TASK INSTRUCTIONS> Type out the data again, word for word and in full.

(Items listed in a dataset)
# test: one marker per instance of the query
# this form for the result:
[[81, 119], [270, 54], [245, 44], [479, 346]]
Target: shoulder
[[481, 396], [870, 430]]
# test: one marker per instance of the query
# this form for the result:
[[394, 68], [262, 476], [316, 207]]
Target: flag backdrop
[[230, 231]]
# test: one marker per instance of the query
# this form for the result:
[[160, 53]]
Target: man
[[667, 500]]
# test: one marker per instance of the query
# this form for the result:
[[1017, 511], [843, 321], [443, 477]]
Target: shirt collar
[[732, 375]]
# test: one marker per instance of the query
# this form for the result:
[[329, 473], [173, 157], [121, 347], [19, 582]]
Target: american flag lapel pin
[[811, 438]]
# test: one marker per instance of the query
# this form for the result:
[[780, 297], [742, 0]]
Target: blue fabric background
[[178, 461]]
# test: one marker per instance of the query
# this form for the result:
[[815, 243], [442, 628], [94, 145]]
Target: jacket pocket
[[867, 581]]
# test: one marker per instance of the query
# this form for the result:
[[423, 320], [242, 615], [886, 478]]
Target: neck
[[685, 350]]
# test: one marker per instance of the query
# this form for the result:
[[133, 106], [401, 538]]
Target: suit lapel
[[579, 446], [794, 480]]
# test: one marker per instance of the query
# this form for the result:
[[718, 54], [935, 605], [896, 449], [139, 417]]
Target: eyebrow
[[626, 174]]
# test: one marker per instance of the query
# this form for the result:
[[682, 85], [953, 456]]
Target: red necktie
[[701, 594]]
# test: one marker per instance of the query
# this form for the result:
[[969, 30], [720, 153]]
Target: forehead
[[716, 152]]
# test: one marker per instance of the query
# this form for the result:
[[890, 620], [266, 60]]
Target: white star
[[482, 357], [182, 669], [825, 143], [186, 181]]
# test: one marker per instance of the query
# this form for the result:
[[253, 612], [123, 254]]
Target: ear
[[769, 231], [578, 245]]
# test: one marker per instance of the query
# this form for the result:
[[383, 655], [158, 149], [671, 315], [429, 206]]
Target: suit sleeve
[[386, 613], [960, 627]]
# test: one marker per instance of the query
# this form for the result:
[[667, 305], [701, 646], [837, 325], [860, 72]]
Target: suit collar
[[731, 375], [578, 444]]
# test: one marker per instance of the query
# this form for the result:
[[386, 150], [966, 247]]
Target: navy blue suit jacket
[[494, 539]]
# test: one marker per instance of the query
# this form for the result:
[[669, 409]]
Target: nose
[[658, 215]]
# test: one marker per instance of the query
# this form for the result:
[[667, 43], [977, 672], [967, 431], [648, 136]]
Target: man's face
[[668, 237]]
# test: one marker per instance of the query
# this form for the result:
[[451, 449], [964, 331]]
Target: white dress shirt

SOLUTION TO THIS EXERCISE>
# test: one marker per instance of the query
# this form for the result:
[[81, 119], [270, 54], [245, 44], [479, 346]]
Target: shoulder
[[481, 396], [870, 430]]
# test: one marker per instance of the query
# this form for the result:
[[394, 68], [262, 476], [316, 207]]
Target: flag backdrop
[[230, 231]]
# test: one marker per instance of the query
# this form for the result:
[[160, 53]]
Target: man
[[667, 500]]
# test: one marker per instance of the query
# this form for the result:
[[1017, 511], [843, 321], [443, 477]]
Target: shirt collar
[[732, 375]]
# test: one marker per instance of the query
# this form for the result:
[[329, 473], [173, 157], [121, 347], [19, 582]]
Target: american flag lapel pin
[[811, 438]]
# test: one marker per instance of the query
# this form for the result:
[[780, 297], [742, 0]]
Target: blue fabric background
[[178, 461]]
# test: one marker per instance of the query
# this form for the result:
[[815, 243], [442, 628], [94, 145]]
Target: jacket pocket
[[867, 581]]
# test: one marker per instance of the query
# this form for the result:
[[423, 320], [242, 615], [886, 478]]
Target: neck
[[685, 350]]
# test: one marker per instance of the query
# this form for the result:
[[133, 106], [401, 538]]
Target: suit lapel
[[579, 446], [794, 480]]
# test: one marker per instance of the query
# this form for the result:
[[718, 54], [935, 605], [896, 449], [139, 417]]
Target: eyebrow
[[626, 174]]
# test: one marker per instance of the query
# this form for the result:
[[682, 85], [953, 456]]
Target: red necktie
[[701, 594]]
# test: one marker per instance of the query
# this form for the result:
[[969, 30], [720, 153]]
Target: forehead
[[716, 152]]
# test: one marker per instance of the query
# this form for the result:
[[890, 620], [266, 60]]
Target: white star
[[482, 357], [182, 669], [825, 143], [186, 181]]
# test: one marker per instance of the query
# this form for the result:
[[253, 612], [123, 254]]
Target: ear
[[769, 231], [578, 245]]
# test: one marker per instance of the query
# this form for the result:
[[383, 655], [158, 149], [671, 315], [429, 206]]
Target: suit sleeve
[[386, 613], [960, 627]]
# test: one marker per instance of the query
# this form for the result:
[[667, 305], [701, 646], [837, 325], [860, 72]]
Target: suit collar
[[731, 375], [578, 444]]
# test: one marker per instance of the query
# this form for the result:
[[386, 150], [966, 247]]
Target: navy blue suit jacket
[[494, 539]]
# test: one marker per instance of the query
# this form for the result:
[[669, 409]]
Target: nose
[[658, 215]]
# test: one marker per instance of the query
# this form for the result:
[[667, 43], [977, 672], [967, 431], [648, 136]]
Target: man's face
[[668, 237]]
# test: one marker per instance of the query
# this form for the result:
[[451, 449], [964, 331]]
Target: white dress shirt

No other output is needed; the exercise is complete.